• Detection annotation records:

++++++

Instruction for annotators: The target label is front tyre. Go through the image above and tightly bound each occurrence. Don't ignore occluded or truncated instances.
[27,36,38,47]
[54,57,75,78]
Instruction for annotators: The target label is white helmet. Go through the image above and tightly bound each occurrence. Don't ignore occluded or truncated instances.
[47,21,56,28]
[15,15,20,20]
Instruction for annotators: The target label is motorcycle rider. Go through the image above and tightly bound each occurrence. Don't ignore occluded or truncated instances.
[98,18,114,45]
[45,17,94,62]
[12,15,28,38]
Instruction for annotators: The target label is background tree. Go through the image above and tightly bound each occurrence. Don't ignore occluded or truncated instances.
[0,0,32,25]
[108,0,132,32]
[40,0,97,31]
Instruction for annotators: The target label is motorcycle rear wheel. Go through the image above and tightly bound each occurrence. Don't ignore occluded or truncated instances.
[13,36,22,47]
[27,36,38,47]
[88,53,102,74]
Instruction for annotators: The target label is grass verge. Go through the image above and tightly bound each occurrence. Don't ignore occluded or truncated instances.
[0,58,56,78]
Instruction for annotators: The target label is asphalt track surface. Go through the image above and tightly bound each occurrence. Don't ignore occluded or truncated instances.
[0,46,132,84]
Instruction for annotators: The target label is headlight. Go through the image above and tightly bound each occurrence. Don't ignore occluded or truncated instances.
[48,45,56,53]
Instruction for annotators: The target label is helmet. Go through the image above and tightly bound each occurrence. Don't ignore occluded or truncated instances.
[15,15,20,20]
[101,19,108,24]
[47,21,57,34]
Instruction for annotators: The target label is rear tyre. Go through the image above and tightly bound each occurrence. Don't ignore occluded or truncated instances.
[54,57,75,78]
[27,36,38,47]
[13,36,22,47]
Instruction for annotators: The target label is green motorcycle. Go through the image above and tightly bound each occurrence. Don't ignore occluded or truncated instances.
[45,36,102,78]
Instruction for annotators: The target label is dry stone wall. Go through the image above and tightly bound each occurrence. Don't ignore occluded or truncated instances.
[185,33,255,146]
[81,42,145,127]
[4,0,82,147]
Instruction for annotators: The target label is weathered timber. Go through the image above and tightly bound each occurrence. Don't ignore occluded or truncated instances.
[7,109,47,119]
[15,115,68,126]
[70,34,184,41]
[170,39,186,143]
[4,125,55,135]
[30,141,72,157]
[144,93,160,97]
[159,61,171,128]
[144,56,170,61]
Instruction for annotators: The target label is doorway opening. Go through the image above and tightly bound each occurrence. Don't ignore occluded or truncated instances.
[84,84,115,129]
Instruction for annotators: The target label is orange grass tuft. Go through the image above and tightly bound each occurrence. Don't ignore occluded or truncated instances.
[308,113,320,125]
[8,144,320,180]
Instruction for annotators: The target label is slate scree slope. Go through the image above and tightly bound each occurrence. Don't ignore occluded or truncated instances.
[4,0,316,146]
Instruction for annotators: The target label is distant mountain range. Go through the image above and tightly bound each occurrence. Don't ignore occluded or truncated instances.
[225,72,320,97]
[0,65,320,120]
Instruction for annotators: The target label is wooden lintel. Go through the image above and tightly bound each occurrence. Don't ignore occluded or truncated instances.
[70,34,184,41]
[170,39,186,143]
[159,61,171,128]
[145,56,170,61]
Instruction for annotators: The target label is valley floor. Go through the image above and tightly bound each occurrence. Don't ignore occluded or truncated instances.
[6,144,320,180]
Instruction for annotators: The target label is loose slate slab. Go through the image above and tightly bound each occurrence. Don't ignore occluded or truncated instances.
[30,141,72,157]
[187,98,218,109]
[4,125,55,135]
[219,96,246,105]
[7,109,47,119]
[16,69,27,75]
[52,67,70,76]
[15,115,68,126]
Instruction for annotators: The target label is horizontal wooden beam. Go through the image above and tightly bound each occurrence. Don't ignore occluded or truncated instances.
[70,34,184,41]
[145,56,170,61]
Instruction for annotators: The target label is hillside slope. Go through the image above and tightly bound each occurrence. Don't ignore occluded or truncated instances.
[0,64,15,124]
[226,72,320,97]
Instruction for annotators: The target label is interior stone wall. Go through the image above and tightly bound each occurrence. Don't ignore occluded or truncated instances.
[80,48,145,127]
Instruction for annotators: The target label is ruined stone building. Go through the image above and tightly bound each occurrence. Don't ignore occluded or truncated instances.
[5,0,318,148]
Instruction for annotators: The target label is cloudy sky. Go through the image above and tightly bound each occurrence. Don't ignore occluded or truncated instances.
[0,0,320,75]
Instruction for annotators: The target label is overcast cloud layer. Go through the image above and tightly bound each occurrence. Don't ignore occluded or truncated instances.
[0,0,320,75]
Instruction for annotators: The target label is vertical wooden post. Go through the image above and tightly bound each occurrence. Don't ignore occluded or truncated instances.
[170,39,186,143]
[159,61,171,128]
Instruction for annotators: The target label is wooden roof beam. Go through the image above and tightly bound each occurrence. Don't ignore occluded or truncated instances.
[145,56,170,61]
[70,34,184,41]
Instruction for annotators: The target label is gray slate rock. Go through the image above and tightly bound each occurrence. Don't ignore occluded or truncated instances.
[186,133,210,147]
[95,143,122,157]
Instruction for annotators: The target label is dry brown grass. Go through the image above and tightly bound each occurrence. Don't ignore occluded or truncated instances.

++++++

• What is asked:
Rewrite all of the material above, replacing "Instruction for annotators" with "Note to annotators" and keeping every other word unchanged.

• Reply to the task:
Note to annotators: The target label is front tyre. Go through the image above and tightly bound each occurrence. Don't ignore occluded or truncated instances.
[27,36,38,47]
[54,57,75,78]
Note to annotators: The target label is white helmet. Go through the image above and tightly bound each occurrence. Don't ignore occluded or truncated instances.
[47,21,56,28]
[15,15,20,20]
Note to annotators: The target label is motorcycle rider. Go through the image above and tightly bound each occurrence. Don't ignore occluded or truncated instances.
[98,18,114,45]
[45,17,94,62]
[12,15,28,38]
Note to annotators: The target label is background tree. Go through the image above and tightly bound each occurrence. Don't ignore occluded or truncated instances.
[0,0,32,25]
[108,0,132,32]
[40,0,97,31]
Note to annotators: The target label is motorcycle rear wheel. Go through the image above and tightly bound each occurrence. Don't ignore occluded or truncated instances.
[13,36,22,47]
[27,36,38,47]
[88,53,102,74]
Note to annotators: The target label is grass verge. Go through the image above and tightly bound each occurrence. Don't ignore occluded or truncated instances.
[0,58,56,78]
Note to annotators: The target label is asphalt track surface. Go through the image above and tightly bound each occurrence. Don't ignore occluded or truncated instances.
[0,46,132,84]
Note to annotators: The target label is headlight. Go through the image above and tightly bound each occurrence. Don't ignore occluded or truncated instances.
[48,45,56,53]
Note to annotators: The target label is helmet. Go through the image above and tightly bound each occurrence. Don't ignore occluded or truncated instances.
[15,15,20,20]
[101,19,108,24]
[47,21,57,34]
Note to annotators: The target label is rear tyre. Go through the image above and tightly bound each occurrence. Don't ignore occluded or truncated instances.
[54,57,75,78]
[27,36,38,47]
[13,36,22,47]
Note to annotators: The target label is green motorcycle. Go through the image above and tightly bound each occurrence. Don't ignore occluded or truncated instances.
[45,36,102,78]
Note to annotators: The target label is dry stone wall. Go through the image above and tightly bound each occurrence. Don't ignore occluded or truncated instances.
[185,33,255,146]
[81,42,145,127]
[4,0,82,147]
Note to annotators: The target label is weathered timber. Go through the image above and tightly bound each occurrence. Don't ignore occluded or truncated instances.
[7,109,47,119]
[15,115,68,126]
[70,34,184,41]
[170,39,186,143]
[4,125,55,135]
[30,141,72,157]
[144,93,160,97]
[159,61,171,128]
[144,56,170,61]
Note to annotators: The target label is doorway opening. Go through the image above and tightly bound each occurrence. Don't ignore occluded or truncated instances.
[84,84,115,129]
Note to annotators: The target label is orange grass tuft. Go through the image above and tightly bound each occurrence. Don't ignore occluded or truncated instances.
[308,113,320,125]
[8,144,320,180]
Note to annotators: The target label is slate scree slope. Go through the image above and tightly bound each occurrence. Don't ignore occluded or truncated instances.
[4,0,316,146]
Note to annotators: The target label is distant mountain range. Go through the image above and tightly bound each occurrence. Don't ignore occluded or truncated instances.
[225,72,320,97]
[0,65,320,120]
Note to annotators: The target label is wooden lintel. Go through the image above and tightly bound each occurrence. Don't ignore occluded or truncated instances.
[70,34,184,41]
[170,39,186,143]
[159,61,171,128]
[145,56,170,61]
Note to annotators: The target label is valley floor. Go through the image above and tightly bound each occurrence. Don't ignore occluded or truncated instances.
[6,144,320,180]
Note to annotators: The target label is loose slate slab. Go through the image above and tightly bound each occurrence. Don't ignore occluded or truncated instances.
[30,141,72,157]
[187,98,218,109]
[4,125,55,135]
[219,96,246,105]
[7,109,47,119]
[16,69,27,75]
[52,67,70,76]
[15,115,68,126]
Note to annotators: The target label is horizontal wooden beam. Go through the image above and tightly bound each occurrence. Don't ignore occluded or truncated instances.
[70,34,184,41]
[145,56,170,61]
Note to annotators: The target label is hillside slope. Go through the image above and tightly bound each occurrence. Don't ignore occluded or truncated instances.
[0,64,15,124]
[226,72,320,97]
Note to annotators: The target label is interior stone wall. Go through the image above and tightly bound each occurrence. Don't ignore occluded or truncated instances.
[80,48,145,127]
Note to annotators: The target label is ruined stone building. Go through the image above and tightly bound each occurrence. Don't ignore occluded or truncated instances.
[5,0,318,148]
Note to annotators: The target label is cloudy sky. Go through the image above and tightly bound each occurrence. Don't ignore occluded or truncated instances.
[0,0,320,75]
Note to annotators: The target label is overcast cloud layer. Go through the image above and tightly bound each occurrence. Don't ignore occluded or truncated instances.
[0,0,320,75]
Note to annotators: The target label is vertical wooden post. Go through the image above and tightly bound each occurrence. Don't ignore occluded or truncated instances.
[170,39,186,143]
[159,61,171,128]
Note to annotators: The target label is wooden roof beam. Go through the image above and tightly bound each occurrence. Don't ignore occluded or truncated instances.
[145,56,170,61]
[70,34,184,41]
Note to annotators: The target label is gray slate rock. Go through the image above and tightly bound each occurrence. Don't ignore occluded or truncated instances.
[186,133,210,147]
[95,143,122,157]
Note to annotators: The target label is dry brown grass. Go through the image above and tightly bound each occurrence. Don't ignore occluded or truncated instances.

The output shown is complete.